● **Problem set**:
A - List every person named in the excerpt about Broidy's funding of think tank conferences.
B - Write the next part of the excerpt about Broidy's funding and the dispute with Qatar, picking up after its final sentence.

● **Document text**:
════════

The Foundation for the Defense of Democracies, a think tank that hosted the conference, said Broidy had approached it about organizing the event. Broidy bankrolled that conference and contributed to the financing of a second conference hosted on a similar theme in October by another think tank, the Hudson Institute.
Both organizations said Broidy said that no money from foreign governments was involved. FDD says it does not accept money from foreign governments and Hudson only accepts money from Democratic countries allied with the U.S.
“As is our funding policy, we asked if his funding was connected to any foreign governments or if he had business contracts in the Gulf. He assured us that he did not,” FDD said in a statement.
Broidy donated millions of his own money to efforts to fight Qatar, in addition to the $2.5 million from Nader, according to someone close to him, who spoke on condition of anonymity because he was not authorized to discuss Broidy’s private finances.
Broidy’s behind-the-scenes efforts unfolded as animosity was growing between the UAE and Qatar. These tensions came to a head when the UAE and Saudi Arabia launched an embargo with travel and trade restrictions against Qatar less than two weeks after Royce introduced the sanctions legislation in the U.S. House of Representatives.
Weeks later, Trump himself waded into the fracas, accusing Qatar of funding extremism in tweets on June 6.

════════

● **Information provided**:

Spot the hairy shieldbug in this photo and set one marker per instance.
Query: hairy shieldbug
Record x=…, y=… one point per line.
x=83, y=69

════════

● **Results**:
A - Broidy, Nader, Royce, Trump

B -
Royce and a staff member met with Broidy at Washington’s Capitol Hill Club to discuss the bill, according to someone who was at the meeting. An associate, who Broidy paid for some of the work, also had frequent contact with congressional staff.
Broidy’s effort to cultivate allies in Congress extended beyond Royce.
Broidy has personally given hundreds of thousands of dollars to Republicans over the past decade or more. But he gave nothing during the 2012 and 2014 election cycles and just $13,500 during the 2016 cycle. Things changed after Trump’s election as Broidy ramped up his advocacy on Middle East policy. Broidy has given nearly $600,000 to GOP candidates and causes since the beginning of last year when he began his advocacy push— more than in the previous 14 years combined.
Campaign finance records going back two decades show Broidy had not given any money to Royce — until he gave the lawmaker a pair of $2,700 donations on July 31, 2017.
By then, the sanctions bill was on a fast track.
The original draft considered by the Foreign Affairs Committee contained language singling out Qatar as a supporter of Hamas, a Palestinian organization that has been designated as a terrorist group by the U.S. State Department.
“Hamas has received significant financial and military support from Qatar,” the draft bill states.
Soon Qatar was lobbying hard to have that language excised. Nikki Haley, U.S. ambassador to the United Nations, declared in a statement to the committee that Qatar does not fund Hamas.
According to two people familiar with the committee deliberations, both Republican and Democratic staff members reached a consensus that because of the tensions in the Gulf, the language would look like the lawmakers were taking sides. They agreed to take it out of the bill.
Qatari officials and lobbyists thought the matter had been settled, according to one lobbyist and a committee staffer. But just before the bill was to be put up for debate ahead of the committee’s vote, Royce ordered the language on Qatar not only reinstated, but strengthened, they say. The bill was approved by the committee in November with the stronger language on Qatar intact.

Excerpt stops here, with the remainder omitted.